▶ **WHAT THE EXERCISE ASKS**
Pull out each line of the data below that contains the string "target", matching case exactly.

[Stored data]
------------------------------------------------------------------------
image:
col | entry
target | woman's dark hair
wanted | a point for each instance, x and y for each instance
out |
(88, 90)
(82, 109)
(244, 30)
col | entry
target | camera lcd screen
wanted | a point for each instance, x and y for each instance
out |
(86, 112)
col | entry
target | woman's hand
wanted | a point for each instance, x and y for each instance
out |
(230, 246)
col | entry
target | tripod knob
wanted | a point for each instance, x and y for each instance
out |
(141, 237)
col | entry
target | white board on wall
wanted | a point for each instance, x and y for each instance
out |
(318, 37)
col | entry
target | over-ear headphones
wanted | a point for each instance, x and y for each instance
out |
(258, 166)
------------------------------------------------------------------------
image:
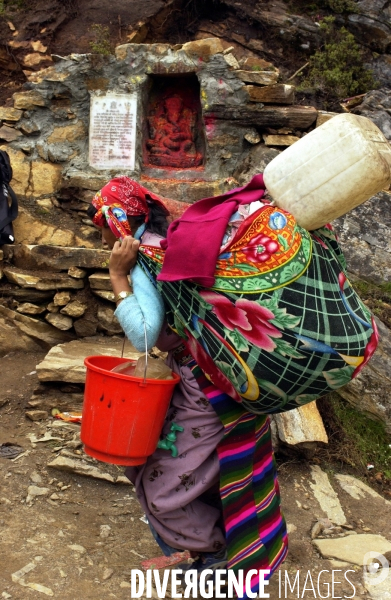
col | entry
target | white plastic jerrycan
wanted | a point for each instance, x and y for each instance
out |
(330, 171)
------------------------------------------------------------------------
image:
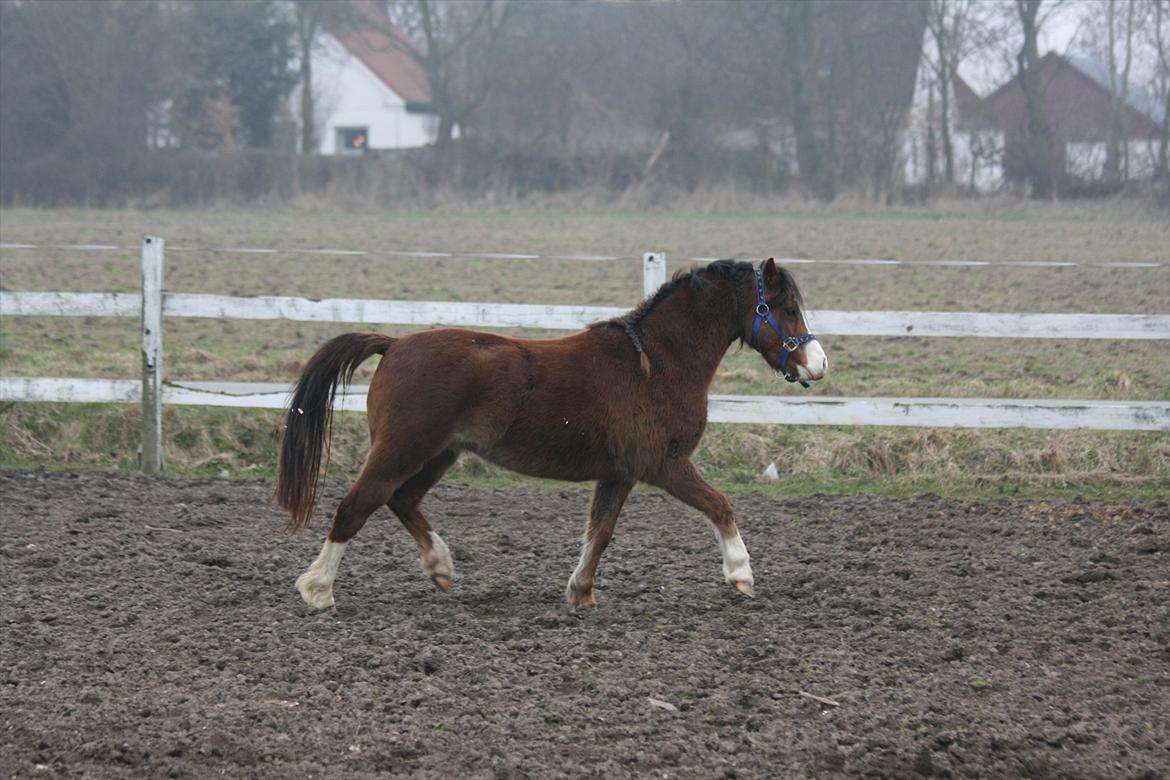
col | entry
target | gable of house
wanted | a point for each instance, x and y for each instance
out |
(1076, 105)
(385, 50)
------------------------------------------------------------------------
▶ **SOLUTION FOR THIS TASK**
target | woman's dark hair
target | camera lcd screen
target | woman's hand
target | tripod knob
target | white board on wall
target | over-ear headphones
target | white plastic jerrycan
target | gable of house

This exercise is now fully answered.